■ **Written tasks**
A. In the HID device text, which library enables the Elgato Stream Deck Pedal to talk to the Georgi keyboard?
B. Reproduce everything in the HID device text from "Let’s illustrate the" down to "if it fails)".

■ **Quoted text**
Get on the Same Page as your HID Device

See steno coding demos of the code in this post in the video above!

I use the Human Interface Device (HID) specification to enable programs I write to communicate back and forth directly with my USB keyboards.

Specifically, I leverage the HIDAPI library to enable an Elgato Stream Deck Pedal to talk to my Georgi keyboard via my computer, and help me use steno chords to defeat demon hordes when playing Doom Typist.¹

…Which is all great, when it actually works. However, every time I would attempt to make a connection to the Georgi via my “host” program, sometimes it would work, sometimes not. The failures seemed to happen at completely random intervals, making gameplay frustrating. Was the problem with my code? The device? A platform (in my case macOS) related issue? Something else? I had no idea.

Example Host

Let’s illustrate the problem by recreating (and slightly simplifying) the example host program from the HIDAPI README file. It will:

• Initialise the HID library
• Attempt to connect to the Georgi using its Product ID and Vendor ID hexadecimal values (printing an error message and exiting if it fails)

Labeled contour entries
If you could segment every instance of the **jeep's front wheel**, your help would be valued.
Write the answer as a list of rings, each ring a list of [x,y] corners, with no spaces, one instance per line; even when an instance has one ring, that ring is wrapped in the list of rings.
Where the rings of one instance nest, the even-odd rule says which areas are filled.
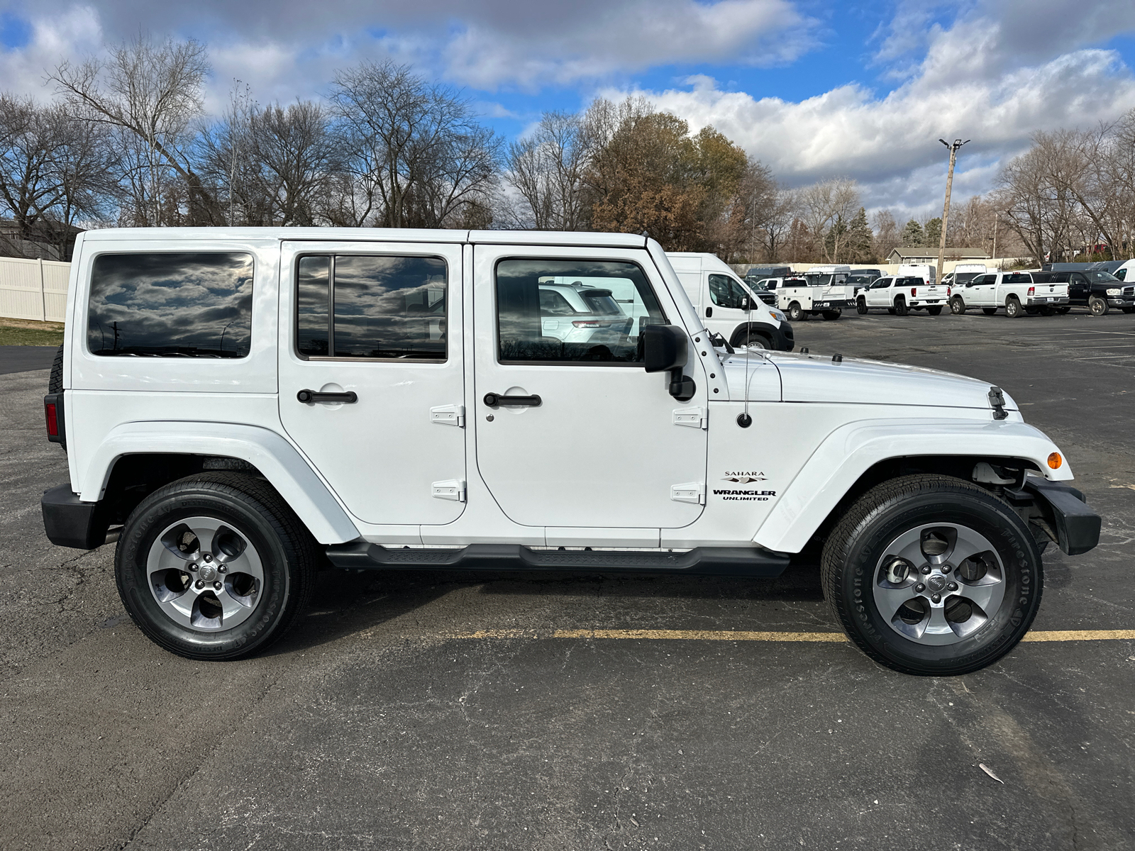
[[[191,659],[236,659],[283,635],[306,604],[310,532],[267,482],[204,473],[159,488],[118,540],[115,574],[131,617]]]
[[[1041,603],[1041,553],[1012,508],[947,475],[864,494],[824,546],[824,596],[848,637],[910,674],[956,675],[1004,656]]]

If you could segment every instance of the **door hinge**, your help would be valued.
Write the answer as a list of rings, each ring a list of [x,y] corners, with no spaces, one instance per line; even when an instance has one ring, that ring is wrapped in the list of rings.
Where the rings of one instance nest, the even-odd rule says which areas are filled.
[[[709,416],[704,407],[675,407],[674,424],[689,426],[691,429],[708,429]]]
[[[454,503],[463,503],[465,502],[465,480],[447,479],[446,481],[436,481],[430,485],[430,491],[435,499],[449,499]]]
[[[438,426],[456,426],[459,429],[465,426],[464,405],[438,405],[429,410],[429,421]]]
[[[675,503],[705,505],[706,483],[704,481],[688,481],[684,485],[672,485],[670,486],[670,498]]]

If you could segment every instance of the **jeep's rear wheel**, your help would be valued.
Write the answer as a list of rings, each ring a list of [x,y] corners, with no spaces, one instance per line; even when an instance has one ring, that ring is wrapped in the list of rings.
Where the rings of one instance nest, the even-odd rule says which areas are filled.
[[[1041,554],[1012,508],[945,475],[864,494],[824,546],[824,595],[848,637],[910,674],[955,675],[1004,656],[1041,603]]]
[[[236,659],[283,635],[306,604],[317,545],[267,482],[204,473],[155,490],[118,541],[123,605],[155,643]]]

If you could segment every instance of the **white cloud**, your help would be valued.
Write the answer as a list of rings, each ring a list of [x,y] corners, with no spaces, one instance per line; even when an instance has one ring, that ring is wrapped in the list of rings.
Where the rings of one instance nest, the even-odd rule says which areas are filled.
[[[922,212],[941,204],[940,137],[973,140],[955,177],[965,196],[987,191],[1036,130],[1091,127],[1135,108],[1135,78],[1115,51],[1023,65],[1003,26],[966,18],[933,28],[924,58],[883,96],[852,83],[800,102],[757,99],[701,76],[686,81],[688,90],[605,94],[644,95],[695,130],[712,124],[790,184],[847,175],[864,184],[869,204]]]

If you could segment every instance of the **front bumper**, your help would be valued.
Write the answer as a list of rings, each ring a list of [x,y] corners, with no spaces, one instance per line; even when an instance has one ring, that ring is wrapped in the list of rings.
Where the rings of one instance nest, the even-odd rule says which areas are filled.
[[[70,485],[60,485],[43,494],[43,531],[57,547],[94,549],[107,542],[107,520],[102,503],[84,503]]]
[[[1007,491],[1011,497],[1032,497],[1037,520],[1063,553],[1078,556],[1100,542],[1103,520],[1093,512],[1084,494],[1070,485],[1049,481],[1036,475],[1025,477],[1020,490]]]

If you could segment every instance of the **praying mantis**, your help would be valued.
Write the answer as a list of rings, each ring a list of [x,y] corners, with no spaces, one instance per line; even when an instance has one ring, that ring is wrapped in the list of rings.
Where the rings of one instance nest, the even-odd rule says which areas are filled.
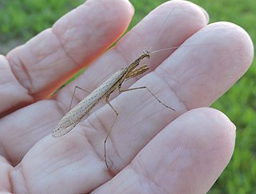
[[[174,11],[174,9],[173,9],[169,13],[169,14],[166,18],[166,20],[170,17],[170,14]],[[162,26],[164,26],[166,20],[162,23]],[[162,29],[162,26],[161,26],[160,28],[159,34]],[[183,46],[182,47],[193,46],[194,45]],[[97,89],[95,89],[93,92],[91,92],[86,97],[85,97],[82,101],[81,101],[76,106],[74,106],[72,109],[70,109],[62,117],[62,119],[59,121],[57,126],[53,129],[52,137],[60,137],[68,133],[86,116],[87,116],[90,113],[90,110],[94,107],[95,107],[101,100],[105,99],[106,103],[111,108],[111,109],[115,113],[115,118],[104,140],[104,160],[106,167],[109,168],[109,164],[107,163],[107,159],[106,159],[106,142],[107,142],[108,137],[111,133],[114,123],[116,122],[117,118],[118,117],[118,113],[115,110],[114,106],[109,101],[110,94],[116,89],[118,89],[119,91],[119,93],[121,93],[126,91],[144,89],[146,89],[160,104],[162,104],[167,109],[170,109],[171,111],[175,111],[174,109],[162,103],[146,86],[122,89],[122,85],[126,80],[132,77],[135,77],[138,75],[141,75],[149,69],[149,66],[147,65],[142,65],[139,66],[140,62],[142,61],[142,59],[144,58],[150,59],[150,57],[151,57],[151,54],[156,52],[160,52],[160,51],[167,50],[167,49],[174,49],[179,47],[180,46],[174,46],[174,47],[170,47],[170,48],[166,48],[166,49],[163,49],[154,51],[154,52],[144,50],[143,53],[138,57],[137,57],[134,61],[132,61],[129,65],[123,67],[121,69],[118,70],[116,73],[114,73],[106,81],[104,81],[101,85],[99,85]]]

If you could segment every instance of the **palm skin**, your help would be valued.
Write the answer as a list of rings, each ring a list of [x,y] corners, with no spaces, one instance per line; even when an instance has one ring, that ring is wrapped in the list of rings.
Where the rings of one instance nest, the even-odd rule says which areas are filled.
[[[102,54],[133,13],[126,0],[89,0],[1,56],[2,193],[205,193],[219,176],[234,151],[235,126],[207,106],[249,68],[250,37],[231,23],[207,26],[201,8],[174,1],[151,12]],[[104,103],[67,135],[50,136],[68,111],[75,85],[93,90],[143,49],[185,41],[195,46],[154,54],[145,61],[150,72],[124,84],[146,85],[175,112],[143,89],[111,101],[119,116],[107,142],[109,168],[103,141],[114,113]],[[84,96],[78,93],[75,99]]]

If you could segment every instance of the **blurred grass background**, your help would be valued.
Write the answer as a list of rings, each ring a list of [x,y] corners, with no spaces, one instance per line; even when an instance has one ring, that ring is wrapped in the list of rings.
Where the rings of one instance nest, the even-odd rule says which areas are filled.
[[[83,0],[1,0],[0,53],[6,53],[51,25]],[[130,0],[135,15],[130,29],[163,0]],[[256,1],[191,0],[203,7],[210,22],[239,25],[256,41]],[[255,63],[255,61],[254,62]],[[256,67],[254,64],[213,107],[225,113],[237,125],[232,160],[209,193],[255,193],[256,191]]]

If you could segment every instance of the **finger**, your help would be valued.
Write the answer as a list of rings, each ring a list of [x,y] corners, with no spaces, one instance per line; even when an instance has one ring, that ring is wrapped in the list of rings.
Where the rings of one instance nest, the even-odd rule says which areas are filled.
[[[141,22],[126,34],[117,46],[101,56],[75,81],[67,85],[57,96],[64,113],[69,109],[70,99],[75,85],[93,91],[110,75],[131,63],[144,49],[150,51],[179,46],[208,22],[202,10],[188,2],[171,1],[162,4],[150,13]],[[143,61],[155,69],[174,49],[153,54],[150,60]],[[92,76],[93,75],[93,76]],[[97,78],[95,78],[97,77]],[[134,79],[129,84],[134,82]],[[85,97],[77,93],[74,104]]]
[[[229,22],[210,24],[189,38],[154,73],[188,109],[209,106],[229,89],[252,63],[248,34]]]
[[[214,45],[203,49],[199,46],[189,53],[186,51],[187,48],[178,49],[154,72],[131,86],[147,86],[176,111],[166,109],[142,89],[122,93],[111,101],[119,113],[107,141],[107,156],[114,172],[122,169],[142,148],[179,115],[194,107],[208,106],[216,101],[251,63],[251,41],[247,34],[235,25],[210,25],[199,31],[198,35],[196,34],[195,38],[191,37],[194,41],[190,39],[190,43],[209,44],[214,40]],[[235,52],[237,48],[241,54]],[[97,140],[91,141],[97,152],[102,149],[98,143],[99,137],[88,129],[98,131],[104,140],[114,117],[113,111],[104,107],[82,122],[85,137]]]
[[[235,126],[223,113],[193,109],[93,193],[206,193],[230,161],[234,141]]]
[[[0,80],[4,89],[1,93],[6,93],[1,97],[0,113],[9,113],[51,93],[62,80],[110,46],[125,30],[132,14],[130,4],[125,0],[87,1],[51,30],[11,51],[7,56],[10,68],[4,61],[1,72],[6,76]],[[42,101],[2,118],[0,140],[5,152],[2,153],[10,160],[18,161],[35,142],[50,133],[56,125],[51,118],[57,121],[61,117],[53,101]]]
[[[16,101],[49,97],[110,46],[125,31],[132,14],[126,0],[86,1],[51,29],[10,51],[7,60],[17,78],[11,84],[18,82],[27,90]]]
[[[174,8],[175,8],[174,12],[170,12]],[[168,17],[168,14],[170,14],[170,17]],[[171,17],[171,15],[175,17]],[[167,20],[166,20],[166,18]],[[128,53],[130,53],[129,54],[130,57],[134,54],[134,48],[130,48],[130,45],[128,43],[131,42],[133,38],[134,39],[134,42],[141,43],[138,44],[140,46],[138,48],[140,52],[145,46],[143,44],[150,46],[154,43],[155,45],[160,40],[161,44],[166,44],[164,40],[166,39],[169,42],[168,44],[178,45],[206,23],[206,18],[202,10],[194,4],[186,2],[166,3],[164,6],[157,8],[144,21],[127,35],[127,39],[122,39],[118,46],[118,47],[122,47],[123,49],[127,49]],[[167,30],[170,33],[163,33],[164,36],[161,36],[159,35],[159,30],[161,30],[163,23],[166,26],[164,31]],[[152,24],[156,26],[154,30],[151,30],[151,34],[148,34],[147,32],[151,28]],[[172,27],[173,25],[179,26],[178,24],[181,25],[178,28],[181,30],[180,33],[176,33]],[[142,37],[140,39],[136,35],[138,32],[142,34],[145,33],[146,34],[145,38]],[[158,46],[161,47],[161,45],[158,44]],[[54,101],[41,101],[2,120],[0,125],[3,127],[1,128],[1,134],[2,135],[0,138],[6,148],[6,152],[2,153],[3,156],[14,161],[14,164],[17,164],[35,142],[50,133],[50,130],[57,125],[63,114],[68,111],[74,85],[82,85],[88,90],[93,90],[95,89],[94,86],[103,81],[111,71],[116,70],[117,67],[123,65],[122,61],[125,61],[124,58],[126,57],[122,57],[118,51],[114,51],[117,49],[118,49],[108,51],[103,57],[92,64],[91,67],[88,68],[78,81],[62,89],[56,97],[58,103]],[[159,57],[160,61],[158,63],[162,61],[163,58],[164,57]],[[114,61],[115,62],[114,63]],[[113,64],[115,65],[112,65]],[[102,71],[98,69],[102,69]],[[85,77],[86,77],[86,80],[85,80]],[[82,93],[77,98],[82,99],[82,96],[84,97],[85,94]],[[26,113],[28,115],[26,115]]]

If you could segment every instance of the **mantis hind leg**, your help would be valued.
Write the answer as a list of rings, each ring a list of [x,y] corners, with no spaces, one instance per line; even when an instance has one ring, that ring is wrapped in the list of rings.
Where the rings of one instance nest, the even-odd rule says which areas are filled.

■ **Outputs**
A. The HIDAPI library.

B.
Let’s illustrate the problem by recreating (and slightly simplifying) the example host program from the HIDAPI README file. It will:

• Initialise the HID library
• Attempt to connect to the Georgi using its Product ID and Vendor ID hexadecimal values (printing an error message and exiting if it fails)